WORK INSTRUCTIONS
Count how many lines in the items below contain the string "trunk", treating uppercase and lowercase as different, and reply with only that number.

::::::

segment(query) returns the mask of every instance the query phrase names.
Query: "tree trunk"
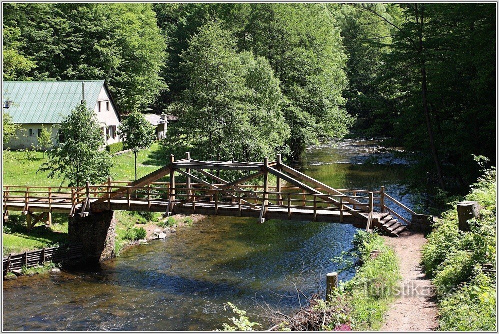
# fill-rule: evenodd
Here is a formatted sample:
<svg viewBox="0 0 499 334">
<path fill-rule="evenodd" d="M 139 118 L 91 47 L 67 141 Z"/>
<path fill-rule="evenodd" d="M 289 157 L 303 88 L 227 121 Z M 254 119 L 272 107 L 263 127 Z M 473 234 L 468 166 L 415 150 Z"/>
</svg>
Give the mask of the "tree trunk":
<svg viewBox="0 0 499 334">
<path fill-rule="evenodd" d="M 418 4 L 414 4 L 416 8 L 416 23 L 420 24 L 418 21 Z M 424 6 L 422 4 L 422 6 Z M 423 10 L 422 7 L 421 9 L 421 21 L 420 28 L 419 31 L 419 53 L 420 57 L 420 69 L 421 69 L 421 91 L 422 95 L 423 110 L 424 112 L 424 119 L 426 121 L 426 128 L 428 131 L 428 138 L 430 139 L 430 146 L 432 149 L 432 155 L 433 156 L 433 160 L 435 163 L 435 167 L 436 169 L 436 174 L 438 177 L 438 182 L 442 190 L 445 191 L 446 185 L 444 182 L 444 176 L 442 174 L 442 170 L 440 166 L 440 161 L 438 159 L 438 152 L 436 151 L 436 147 L 435 146 L 435 140 L 433 135 L 433 129 L 432 128 L 432 121 L 430 117 L 430 110 L 428 109 L 428 89 L 426 86 L 426 66 L 424 59 L 422 55 L 423 44 L 422 44 L 422 30 L 423 30 Z"/>
<path fill-rule="evenodd" d="M 137 155 L 138 154 L 138 152 L 134 152 L 134 153 L 135 156 L 135 180 L 137 181 Z"/>
</svg>

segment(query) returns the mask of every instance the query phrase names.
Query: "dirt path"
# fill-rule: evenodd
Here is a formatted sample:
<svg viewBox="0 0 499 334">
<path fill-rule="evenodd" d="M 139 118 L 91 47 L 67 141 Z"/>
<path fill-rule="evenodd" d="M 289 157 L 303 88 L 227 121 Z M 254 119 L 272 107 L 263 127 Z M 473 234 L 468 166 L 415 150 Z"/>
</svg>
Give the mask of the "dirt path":
<svg viewBox="0 0 499 334">
<path fill-rule="evenodd" d="M 436 306 L 431 281 L 420 264 L 421 250 L 426 239 L 420 233 L 404 232 L 398 238 L 386 237 L 400 259 L 400 297 L 384 315 L 383 332 L 433 331 L 437 327 Z"/>
</svg>

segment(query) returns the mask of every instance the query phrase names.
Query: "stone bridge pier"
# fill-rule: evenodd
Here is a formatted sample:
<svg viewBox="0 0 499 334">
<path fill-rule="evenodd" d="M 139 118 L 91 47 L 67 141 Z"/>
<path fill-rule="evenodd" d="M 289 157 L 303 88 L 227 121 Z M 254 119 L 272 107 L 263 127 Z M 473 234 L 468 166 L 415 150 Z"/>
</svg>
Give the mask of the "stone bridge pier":
<svg viewBox="0 0 499 334">
<path fill-rule="evenodd" d="M 98 263 L 114 257 L 116 229 L 114 211 L 90 212 L 86 217 L 70 218 L 68 238 L 70 243 L 83 244 L 84 262 Z"/>
</svg>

::::::

COMPLETED TASK
2